### Problem details:
From the first line to the last, return the data exactly as it stands.

### Data records:
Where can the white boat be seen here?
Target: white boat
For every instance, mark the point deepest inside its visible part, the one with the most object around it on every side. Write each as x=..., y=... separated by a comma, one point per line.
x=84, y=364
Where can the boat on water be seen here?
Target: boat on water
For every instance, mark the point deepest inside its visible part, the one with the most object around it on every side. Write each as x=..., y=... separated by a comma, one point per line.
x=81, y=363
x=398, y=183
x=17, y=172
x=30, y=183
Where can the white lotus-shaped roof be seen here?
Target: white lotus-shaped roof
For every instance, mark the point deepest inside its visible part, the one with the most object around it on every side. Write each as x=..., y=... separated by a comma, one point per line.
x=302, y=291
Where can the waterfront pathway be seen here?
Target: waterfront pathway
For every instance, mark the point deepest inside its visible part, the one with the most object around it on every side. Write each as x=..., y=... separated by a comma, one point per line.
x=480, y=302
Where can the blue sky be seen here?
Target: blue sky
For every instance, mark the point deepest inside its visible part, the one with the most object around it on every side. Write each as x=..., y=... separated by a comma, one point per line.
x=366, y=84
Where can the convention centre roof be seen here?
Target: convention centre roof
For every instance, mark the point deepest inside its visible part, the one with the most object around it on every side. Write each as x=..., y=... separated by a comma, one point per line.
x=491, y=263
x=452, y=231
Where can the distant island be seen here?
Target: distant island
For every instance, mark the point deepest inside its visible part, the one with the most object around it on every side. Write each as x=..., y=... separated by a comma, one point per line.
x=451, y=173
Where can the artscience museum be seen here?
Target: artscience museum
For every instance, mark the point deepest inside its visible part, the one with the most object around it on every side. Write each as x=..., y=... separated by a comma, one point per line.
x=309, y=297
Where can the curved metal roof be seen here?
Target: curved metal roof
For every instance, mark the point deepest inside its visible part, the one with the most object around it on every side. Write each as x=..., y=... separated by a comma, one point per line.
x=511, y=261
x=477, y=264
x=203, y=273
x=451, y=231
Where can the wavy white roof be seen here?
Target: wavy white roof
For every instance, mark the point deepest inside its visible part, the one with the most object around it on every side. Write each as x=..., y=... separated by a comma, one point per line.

### Answer space:
Where can the white boat be seen here?
Target: white boat
For every instance, mark the point deepest inside its visible part, the one with the most object around it on every side. Write each as x=..., y=... separated by a comma, one point per line.
x=84, y=364
Where can the boat on water be seen here?
Target: boat on water
For every instance, mark the point deepest inside its visible part, the one with the most object around it on every side. Write each as x=..., y=... separated by a comma, one point per line.
x=81, y=363
x=398, y=183
x=17, y=172
x=30, y=183
Where can the white lotus-shaped roof be seen here?
Target: white lotus-shaped roof
For every instance, mark the point deepest inside its visible part, the one with the most object around it on every side. Write each as x=..., y=... separated by a comma, one point per line.
x=302, y=291
Where can the waterfront pathway be seen here?
Target: waterfront pathway
For every instance, mark the point deepest inside its visible part, the one with the most object around it on every side. Write each as x=..., y=... separated by a comma, one point per line.
x=480, y=302
Where can the blue sky be seen here?
Target: blue sky
For every instance, mark the point deepest inside its visible part, the one with the most object around it on every side. Write each as x=..., y=... separated by a comma, one point per line.
x=366, y=84
Where can the convention centre roof be seen here?
Target: convention centre roof
For every instance, mark the point deepest inside its visible part, the one with the most object around it on every side. Write each as x=..., y=... separated by a comma, one point per line.
x=491, y=263
x=452, y=231
Where can the distant island be seen here?
Target: distant island
For every instance, mark the point deepest inside its visible part, the one with the most object around it on every side. Write each as x=..., y=... separated by a comma, one point per line.
x=451, y=173
Where can the artscience museum be seen here?
Target: artscience museum
For every instance, mark the point deepest inside its visible part, the one with the most object around it on every side. Write each as x=..., y=... separated by a comma, one point per line.
x=309, y=297
Where can the curved metal roof be seen here?
Target: curved metal roof
For every instance, mark the point deepest inside its visible part, the one with the most object around it on every side. Write each as x=..., y=... separated by a comma, one point per line.
x=511, y=261
x=477, y=264
x=203, y=273
x=451, y=231
Where can the wavy white roof be seen here?
Target: wavy white roof
For every instance, mark the point deepest inside its visible part, the one with the most object around it on every side. Write each as x=..., y=... separated by a comma, one point per line.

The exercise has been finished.